==== Records for this exercise ====
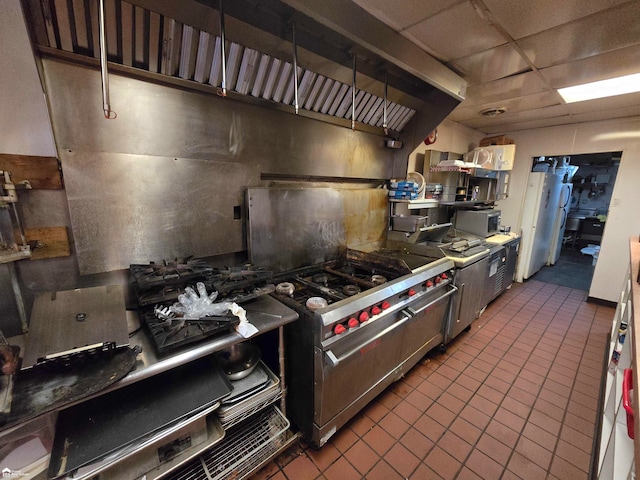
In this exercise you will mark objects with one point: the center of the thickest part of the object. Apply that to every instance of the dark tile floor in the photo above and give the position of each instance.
(516, 397)
(573, 269)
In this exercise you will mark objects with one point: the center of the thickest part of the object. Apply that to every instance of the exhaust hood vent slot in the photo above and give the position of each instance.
(140, 38)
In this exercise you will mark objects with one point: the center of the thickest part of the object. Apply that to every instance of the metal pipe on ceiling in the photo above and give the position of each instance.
(106, 101)
(353, 96)
(384, 111)
(223, 90)
(295, 67)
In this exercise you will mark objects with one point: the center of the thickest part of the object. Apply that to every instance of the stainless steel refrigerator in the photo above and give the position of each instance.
(542, 200)
(566, 189)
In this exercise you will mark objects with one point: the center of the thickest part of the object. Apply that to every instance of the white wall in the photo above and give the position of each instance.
(24, 123)
(623, 220)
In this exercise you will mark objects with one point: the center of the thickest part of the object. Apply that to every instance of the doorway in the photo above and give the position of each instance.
(580, 233)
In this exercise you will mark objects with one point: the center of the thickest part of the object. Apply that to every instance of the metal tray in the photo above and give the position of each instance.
(93, 429)
(232, 413)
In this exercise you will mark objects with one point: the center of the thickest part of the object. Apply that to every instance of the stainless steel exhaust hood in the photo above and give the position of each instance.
(180, 42)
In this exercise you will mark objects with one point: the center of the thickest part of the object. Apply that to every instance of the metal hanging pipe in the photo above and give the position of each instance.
(295, 68)
(384, 109)
(353, 96)
(106, 103)
(223, 69)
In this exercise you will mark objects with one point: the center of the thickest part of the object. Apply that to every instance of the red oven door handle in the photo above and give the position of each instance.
(424, 307)
(627, 387)
(334, 360)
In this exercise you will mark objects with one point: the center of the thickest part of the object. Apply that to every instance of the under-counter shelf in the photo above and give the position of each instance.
(244, 450)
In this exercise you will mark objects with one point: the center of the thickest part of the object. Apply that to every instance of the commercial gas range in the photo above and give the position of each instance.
(365, 320)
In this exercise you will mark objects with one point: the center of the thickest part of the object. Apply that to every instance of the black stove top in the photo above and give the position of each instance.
(161, 284)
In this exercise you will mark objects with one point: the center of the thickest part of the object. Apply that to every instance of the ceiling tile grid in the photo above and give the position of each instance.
(514, 54)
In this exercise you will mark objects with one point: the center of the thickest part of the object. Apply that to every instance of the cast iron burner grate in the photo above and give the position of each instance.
(179, 333)
(161, 284)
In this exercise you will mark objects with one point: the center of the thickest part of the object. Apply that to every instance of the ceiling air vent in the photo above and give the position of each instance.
(493, 111)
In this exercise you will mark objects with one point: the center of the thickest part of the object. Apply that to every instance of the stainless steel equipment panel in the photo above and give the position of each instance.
(290, 228)
(75, 319)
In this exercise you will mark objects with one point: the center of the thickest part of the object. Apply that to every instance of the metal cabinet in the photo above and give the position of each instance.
(468, 302)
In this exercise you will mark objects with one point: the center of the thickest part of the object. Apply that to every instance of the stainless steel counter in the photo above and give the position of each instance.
(265, 313)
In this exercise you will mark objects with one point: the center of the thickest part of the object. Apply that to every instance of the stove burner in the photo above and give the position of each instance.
(348, 269)
(285, 288)
(321, 278)
(314, 303)
(169, 273)
(351, 290)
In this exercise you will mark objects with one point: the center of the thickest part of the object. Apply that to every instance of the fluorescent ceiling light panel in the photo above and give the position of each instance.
(601, 89)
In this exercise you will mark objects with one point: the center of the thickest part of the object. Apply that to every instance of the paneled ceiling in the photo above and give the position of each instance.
(515, 54)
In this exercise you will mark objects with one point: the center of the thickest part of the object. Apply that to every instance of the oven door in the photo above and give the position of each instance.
(425, 329)
(353, 369)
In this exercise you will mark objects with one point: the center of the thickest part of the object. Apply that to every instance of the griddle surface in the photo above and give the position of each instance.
(97, 427)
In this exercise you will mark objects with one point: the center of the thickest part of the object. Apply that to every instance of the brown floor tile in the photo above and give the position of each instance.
(566, 471)
(362, 457)
(483, 466)
(441, 415)
(301, 467)
(514, 398)
(494, 449)
(442, 463)
(394, 425)
(429, 428)
(535, 452)
(324, 456)
(580, 440)
(423, 472)
(361, 424)
(407, 412)
(376, 411)
(379, 440)
(344, 438)
(417, 443)
(451, 402)
(573, 455)
(454, 445)
(340, 470)
(402, 460)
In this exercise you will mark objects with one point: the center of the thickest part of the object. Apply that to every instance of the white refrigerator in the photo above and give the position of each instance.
(539, 214)
(566, 189)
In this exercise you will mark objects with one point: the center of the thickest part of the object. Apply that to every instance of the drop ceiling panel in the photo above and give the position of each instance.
(611, 30)
(600, 67)
(495, 92)
(401, 14)
(631, 111)
(522, 19)
(553, 111)
(489, 65)
(513, 106)
(513, 127)
(610, 103)
(455, 33)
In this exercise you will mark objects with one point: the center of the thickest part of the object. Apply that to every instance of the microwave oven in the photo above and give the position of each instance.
(482, 223)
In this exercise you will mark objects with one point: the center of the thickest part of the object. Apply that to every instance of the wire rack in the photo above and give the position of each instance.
(245, 447)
====
Above are the records; return them exactly, minus the pictures.

In this exercise you will mark objects with one point: the center of the thickest part of the object. Apply that to every instance of the dark tile floor in the photo above and give the position of each instance.
(516, 397)
(573, 269)
In this exercise you will mark objects with one point: the center of the thickest part of the object. Apply that to every instance of the exhaust hood vent slot in the photo above and give the position of each instance.
(140, 38)
In this exercise you will mark objects with one point: the center of the thickest part of the object. Apply that to every instance of the metal pipe on ceiling in the photo above and give the position of each instance.
(106, 101)
(353, 96)
(384, 111)
(223, 90)
(295, 67)
In this exercise you will mark objects with one point: the center of the thickest part of the object. Apply that to every instance of the stainless steel refrigerator in the photo above and give the position of each instance.
(542, 200)
(566, 189)
In this exercise you will mark objects with one point: the center of the thickest part of the object. Apply that to every instance of the white wall in the photo above and give the position of each instance.
(24, 123)
(623, 220)
In this exercise you will mark objects with one point: the center of the thickest part of the object. Apply that to every instance of the doorway in the photo above and give the position of each instance.
(580, 233)
In this exercise you will mark objects with one point: the center of the thickest part of the object. Apply that to every instance of the metal tray in the photo above and give the position of each instance.
(93, 429)
(232, 413)
In this exercise you will mark objects with one point: the center of the thickest part of the object. Apply that to every instance of the stainless steel exhaust hood in the photo above and give the position of each instance.
(180, 42)
In this exercise you will mark objects with one point: the center of the thickest part of the object. Apply that to every instance of the metal hanging pipe in the photo above and give the position of each instance.
(295, 68)
(384, 109)
(353, 96)
(106, 103)
(223, 69)
In this exercise you will mark objects with one point: the center of the thickest part of the object. Apply that to every instance of the red oven door handle in the photo above and give the position of each instance.
(424, 307)
(627, 387)
(334, 360)
In this exercise you will mark objects with one point: the center of the thickest part of the object. Apply that to every instance of the under-counter shelf in the photo above and give the position of each instance.
(244, 450)
In this exercise you will mark objects with one point: the center of the thickest part of the object. Apply that to every instance of the commercial gas range in the photo above and give the position of each instance.
(365, 320)
In this exercise you will mark objects with one point: the center of the thickest part of the object. Apply that to every instance of the black stove top in the photo above and give the position of each instance.
(161, 284)
In this exercise you will mark objects with one point: the center of the thickest part of the object. Apply that to every instance of the ceiling tile grid in the photo above and give the position of each instance.
(514, 54)
In this exercise you will mark objects with one point: the center of the thickest part of the object. Apply that to every instance of the cast iron burner grate in the photo above and give the position of each instance.
(179, 333)
(161, 284)
In this exercise you will mark objects with one point: the center of the thickest part of the object. Apply that to every instance of the ceiling air vent in the photo above and give the position of each instance.
(493, 111)
In this exercise you will mark objects with one point: the center of the thickest part of the object. Apply that to every instance of the stainless steel equipment panel in the photo above and give the position of each instance.
(290, 228)
(75, 319)
In this exercise you will mark objects with one point: the center of the thickest part of the object. Apply that to every instance of the metal cabinet in the photo above and give the position of each instance.
(468, 302)
In this exercise you will mark objects with one point: the center of the thickest part of the object. Apply that to every instance of the stainless steel counter in the photo above and give the position of each instance.
(265, 313)
In this exercise you will mark objects with one point: the center of the thickest part of the object. Apply that to every instance of the stove burner in the photo above and give the position of each instance.
(348, 269)
(285, 288)
(321, 278)
(314, 303)
(169, 273)
(351, 290)
In this exercise you will mark objects with one point: the center of the thickest part of the object. Apply that to every instance of the fluorescent ceiling light panel in the photo above and give the position of each instance.
(601, 89)
In this exercise you will mark objects with one point: the center of the thickest part of the object. Apply that to every instance of the paneled ceiling in the photo above and give the position of each instance.
(515, 54)
In this exercise you will mark objects with one point: the center of the thickest part of the object. Apply that to every instance of the oven door in the photo above and give the position of each instance.
(425, 329)
(353, 369)
In this exercise you will mark objects with one point: the center of the thickest part of the object. Apply that to every instance of the griddle surface in the photo above and give the position of each instance.
(97, 427)
In this exercise you will mark objects with one point: the center of the thickest part of the object. Apply that to every instance of the brown floor tile in the photo above and give the position of each instance.
(566, 471)
(362, 457)
(483, 466)
(441, 415)
(301, 467)
(514, 398)
(494, 449)
(442, 463)
(394, 425)
(429, 428)
(535, 452)
(324, 456)
(580, 440)
(423, 472)
(361, 424)
(407, 412)
(376, 411)
(379, 440)
(344, 438)
(417, 443)
(451, 402)
(573, 455)
(454, 445)
(340, 470)
(402, 460)
In this exercise you will mark objects with one point: the center of the thickest part of the object. Apply that to every instance of the white refrigerator in the photo above and give the position of each instance.
(539, 214)
(566, 189)
In this exercise you will mark objects with one point: the center of the thickest part of the object. Apply that to every instance of the drop ceiling panel in the photo above and give the position of each instance.
(611, 30)
(600, 67)
(495, 92)
(401, 14)
(631, 111)
(522, 19)
(553, 111)
(489, 65)
(513, 106)
(513, 127)
(610, 103)
(455, 33)
In this exercise you will mark objects with one point: the center of the thickest part of the object. Apply that to every instance of the microwave oven in the photo above and give the position of each instance.
(482, 223)
In this exercise you will mark objects with one point: the center of the thickest part of the object. Apply that to every instance of the wire rack in the photo above and give the position of each instance.
(245, 447)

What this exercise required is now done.